Locate the line that contains "Task: point to each instance of the green" in the entries below. Retype it and all following lines through the final one, character for character.
[start]
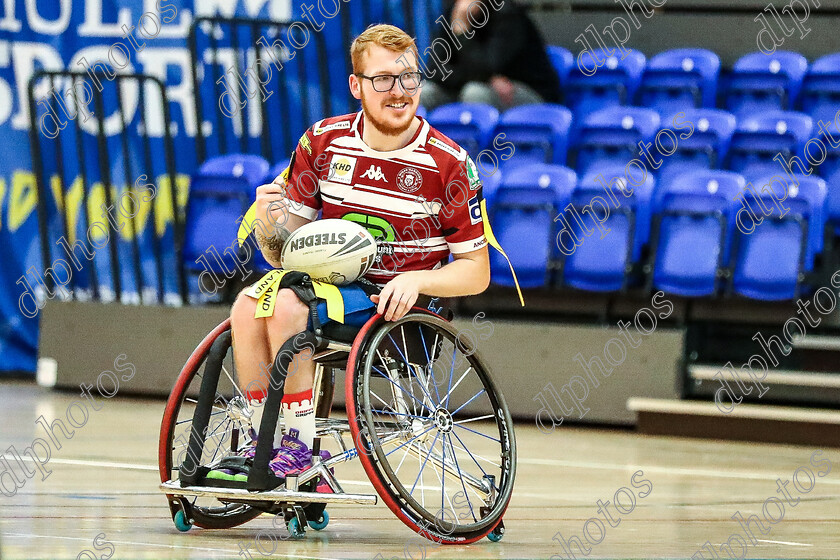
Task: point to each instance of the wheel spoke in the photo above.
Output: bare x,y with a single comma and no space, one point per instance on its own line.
423,466
401,388
454,412
428,361
451,372
485,417
456,386
464,486
408,364
479,433
468,452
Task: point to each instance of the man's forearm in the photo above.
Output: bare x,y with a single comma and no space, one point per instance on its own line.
463,277
271,247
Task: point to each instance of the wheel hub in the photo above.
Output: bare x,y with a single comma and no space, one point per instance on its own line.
443,420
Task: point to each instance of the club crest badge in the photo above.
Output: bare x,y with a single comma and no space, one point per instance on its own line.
409,179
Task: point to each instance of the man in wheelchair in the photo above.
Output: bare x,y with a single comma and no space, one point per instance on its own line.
382,165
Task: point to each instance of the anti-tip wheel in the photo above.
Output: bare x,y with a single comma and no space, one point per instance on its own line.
496,534
295,530
321,523
181,522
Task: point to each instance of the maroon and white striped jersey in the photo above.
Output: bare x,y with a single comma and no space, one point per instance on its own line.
421,202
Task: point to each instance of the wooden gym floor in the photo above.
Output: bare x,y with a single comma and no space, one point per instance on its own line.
104,481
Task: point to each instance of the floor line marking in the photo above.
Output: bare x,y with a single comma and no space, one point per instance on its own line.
662,470
783,542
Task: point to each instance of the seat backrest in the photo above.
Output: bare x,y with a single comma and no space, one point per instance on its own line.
759,138
820,94
539,133
700,191
536,185
611,183
614,82
760,82
807,199
611,135
680,78
250,168
469,124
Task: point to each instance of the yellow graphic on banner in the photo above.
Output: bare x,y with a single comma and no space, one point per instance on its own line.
491,239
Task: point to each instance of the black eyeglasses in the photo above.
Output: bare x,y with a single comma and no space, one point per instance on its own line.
409,81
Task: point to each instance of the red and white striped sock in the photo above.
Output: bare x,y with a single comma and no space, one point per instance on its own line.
299,414
256,401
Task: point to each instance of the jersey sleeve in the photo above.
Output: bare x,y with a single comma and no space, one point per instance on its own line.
460,216
302,180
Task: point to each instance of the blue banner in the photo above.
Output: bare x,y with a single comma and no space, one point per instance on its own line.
145,37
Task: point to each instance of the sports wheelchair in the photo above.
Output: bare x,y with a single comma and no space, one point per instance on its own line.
424,417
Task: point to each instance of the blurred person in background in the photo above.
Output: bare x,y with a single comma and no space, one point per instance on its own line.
499,60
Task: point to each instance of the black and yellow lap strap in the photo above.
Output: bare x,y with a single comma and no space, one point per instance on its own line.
265,291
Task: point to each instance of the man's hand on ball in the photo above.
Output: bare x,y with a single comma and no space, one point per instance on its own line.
398,296
271,204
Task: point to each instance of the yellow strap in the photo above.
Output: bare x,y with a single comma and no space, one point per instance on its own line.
247,225
491,239
266,293
335,302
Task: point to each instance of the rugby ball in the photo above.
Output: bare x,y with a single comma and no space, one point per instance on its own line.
330,250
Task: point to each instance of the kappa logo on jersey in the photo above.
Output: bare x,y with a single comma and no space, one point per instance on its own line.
441,145
305,144
475,210
374,174
335,126
341,169
472,174
409,179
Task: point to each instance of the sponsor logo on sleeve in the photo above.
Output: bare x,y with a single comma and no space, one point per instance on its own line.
472,175
334,126
475,210
305,143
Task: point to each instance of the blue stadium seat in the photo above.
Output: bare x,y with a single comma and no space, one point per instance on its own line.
220,192
692,231
490,185
614,83
680,79
612,135
523,213
820,96
833,205
538,132
765,82
760,138
706,148
602,260
469,124
770,260
562,60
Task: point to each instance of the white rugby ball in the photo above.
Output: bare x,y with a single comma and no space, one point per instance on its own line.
330,250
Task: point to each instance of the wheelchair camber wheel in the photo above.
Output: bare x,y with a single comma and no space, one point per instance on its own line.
226,429
432,431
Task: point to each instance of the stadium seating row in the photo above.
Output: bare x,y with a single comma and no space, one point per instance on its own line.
675,80
769,143
696,235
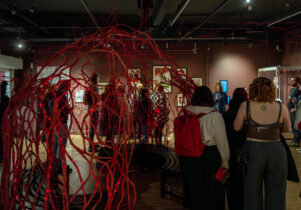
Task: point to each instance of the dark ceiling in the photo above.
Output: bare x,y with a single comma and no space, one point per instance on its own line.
65,20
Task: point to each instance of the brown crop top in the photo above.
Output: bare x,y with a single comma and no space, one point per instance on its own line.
263,131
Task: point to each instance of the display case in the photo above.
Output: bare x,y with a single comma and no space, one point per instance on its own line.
281,75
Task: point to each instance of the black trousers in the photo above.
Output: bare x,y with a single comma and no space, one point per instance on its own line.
234,185
201,189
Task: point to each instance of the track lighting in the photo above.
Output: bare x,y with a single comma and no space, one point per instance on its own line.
194,49
33,8
14,10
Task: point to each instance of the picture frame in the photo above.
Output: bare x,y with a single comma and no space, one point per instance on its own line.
182,72
161,77
224,85
135,75
79,96
181,101
101,87
198,81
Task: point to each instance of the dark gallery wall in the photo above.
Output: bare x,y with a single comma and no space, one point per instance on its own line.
237,63
292,49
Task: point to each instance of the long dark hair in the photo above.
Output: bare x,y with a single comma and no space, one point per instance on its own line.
202,96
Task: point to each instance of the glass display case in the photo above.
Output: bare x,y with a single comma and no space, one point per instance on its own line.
281,75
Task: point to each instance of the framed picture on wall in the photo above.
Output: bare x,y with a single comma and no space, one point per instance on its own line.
134,74
182,72
181,101
224,84
102,87
79,96
198,81
161,77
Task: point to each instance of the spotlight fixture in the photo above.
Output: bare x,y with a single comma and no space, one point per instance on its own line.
33,8
278,49
250,45
194,49
14,10
20,45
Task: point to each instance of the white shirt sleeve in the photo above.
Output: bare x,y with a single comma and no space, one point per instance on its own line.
220,138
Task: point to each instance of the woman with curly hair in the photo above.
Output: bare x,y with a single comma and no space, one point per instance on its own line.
267,159
220,98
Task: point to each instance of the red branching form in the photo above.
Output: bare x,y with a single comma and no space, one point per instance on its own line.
42,114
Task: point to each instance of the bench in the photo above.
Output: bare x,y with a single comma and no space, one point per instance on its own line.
170,169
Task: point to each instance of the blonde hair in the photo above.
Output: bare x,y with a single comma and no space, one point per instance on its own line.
262,89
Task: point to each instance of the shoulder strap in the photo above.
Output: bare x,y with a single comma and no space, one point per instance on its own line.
280,110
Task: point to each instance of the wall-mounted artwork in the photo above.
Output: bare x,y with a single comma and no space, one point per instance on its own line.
181,101
102,87
135,75
182,72
61,73
79,96
224,84
198,81
161,77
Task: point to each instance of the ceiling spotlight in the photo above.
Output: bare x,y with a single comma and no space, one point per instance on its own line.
278,49
14,10
194,49
33,8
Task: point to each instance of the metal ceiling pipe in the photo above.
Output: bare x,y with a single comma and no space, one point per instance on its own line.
86,6
179,12
216,10
156,39
284,18
25,18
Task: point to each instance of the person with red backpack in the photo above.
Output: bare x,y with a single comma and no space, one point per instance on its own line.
202,146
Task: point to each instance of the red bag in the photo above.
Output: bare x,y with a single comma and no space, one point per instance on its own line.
188,137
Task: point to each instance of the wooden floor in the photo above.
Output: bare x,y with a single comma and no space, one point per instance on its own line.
148,184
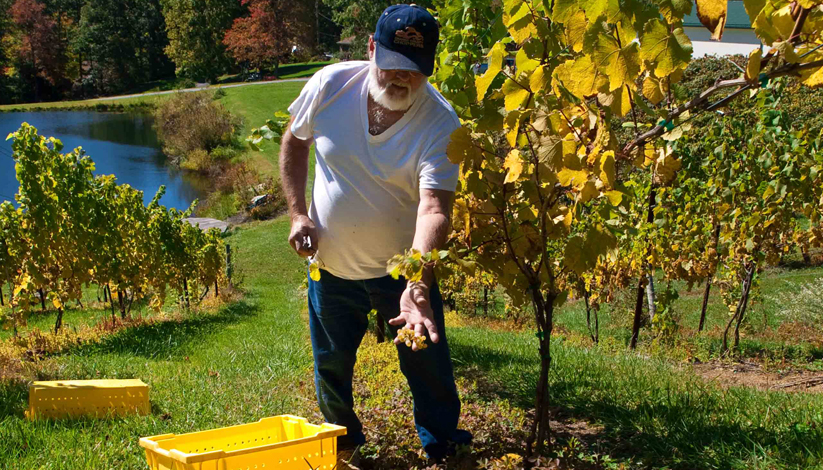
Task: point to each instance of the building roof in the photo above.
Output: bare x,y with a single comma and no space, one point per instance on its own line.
736,18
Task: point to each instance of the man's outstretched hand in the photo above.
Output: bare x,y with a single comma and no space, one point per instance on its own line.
303,237
416,313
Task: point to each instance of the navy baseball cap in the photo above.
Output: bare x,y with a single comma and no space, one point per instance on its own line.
406,39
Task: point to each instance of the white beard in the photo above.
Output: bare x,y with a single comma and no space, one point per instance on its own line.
393,103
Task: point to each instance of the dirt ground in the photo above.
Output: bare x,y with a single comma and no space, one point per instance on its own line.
752,374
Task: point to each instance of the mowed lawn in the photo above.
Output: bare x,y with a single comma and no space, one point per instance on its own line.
253,359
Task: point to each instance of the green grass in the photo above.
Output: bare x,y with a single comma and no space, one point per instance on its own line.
256,104
258,347
250,360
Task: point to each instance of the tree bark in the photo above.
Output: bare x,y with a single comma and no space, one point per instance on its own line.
638,306
544,310
705,307
186,292
638,315
121,303
59,322
650,294
709,280
589,316
741,307
742,314
111,302
485,300
380,327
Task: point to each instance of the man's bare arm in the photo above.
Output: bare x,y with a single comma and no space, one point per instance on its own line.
294,171
433,222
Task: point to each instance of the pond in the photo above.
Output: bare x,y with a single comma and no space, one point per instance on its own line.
121,144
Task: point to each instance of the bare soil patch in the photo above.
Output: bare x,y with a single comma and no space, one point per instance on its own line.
752,374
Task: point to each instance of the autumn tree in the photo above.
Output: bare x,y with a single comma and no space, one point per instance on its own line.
40,50
123,42
265,36
537,147
196,29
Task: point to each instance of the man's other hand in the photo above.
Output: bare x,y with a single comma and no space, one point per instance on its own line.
303,237
416,313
[end]
== FINAL RESULT ==
Task: point to each instance of the green grass in the photo above.
Output: bare x,y with a single comma and no space, one point per instance on its own line.
256,104
258,347
250,360
Task: point to each instance of the tree bark in the photo above.
Output: bare x,y with a single comma and no space, one point per instance on its own line.
638,306
544,310
705,307
186,292
638,315
121,303
59,322
650,294
709,280
589,316
741,307
742,314
111,302
485,300
380,327
Task: point to each instance of the man's bare arm in the photo above.
Output: bare x,y with a single comma and no space, one point per instance on its own line.
294,171
433,222
Task: point to each instance of the pond in the photo above.
Output: bare x,y with a single comma and no space, one point per instance on its own line.
121,144
Task: point to each instance of the bare soil patch in the photo above.
Output: bare x,y with a single comma and no space, one point per instance on its own line.
752,374
Task: point to each instance of the autumn tree in the photo above.
Output: bare x,y with a single comma and no space, one point per instance on its own line.
40,50
123,42
265,36
537,147
196,29
Task: point to each instance of the man's other hand in the photo above.
Output: bare x,y with a single comma and no space, one point per instance on its own line.
303,237
416,313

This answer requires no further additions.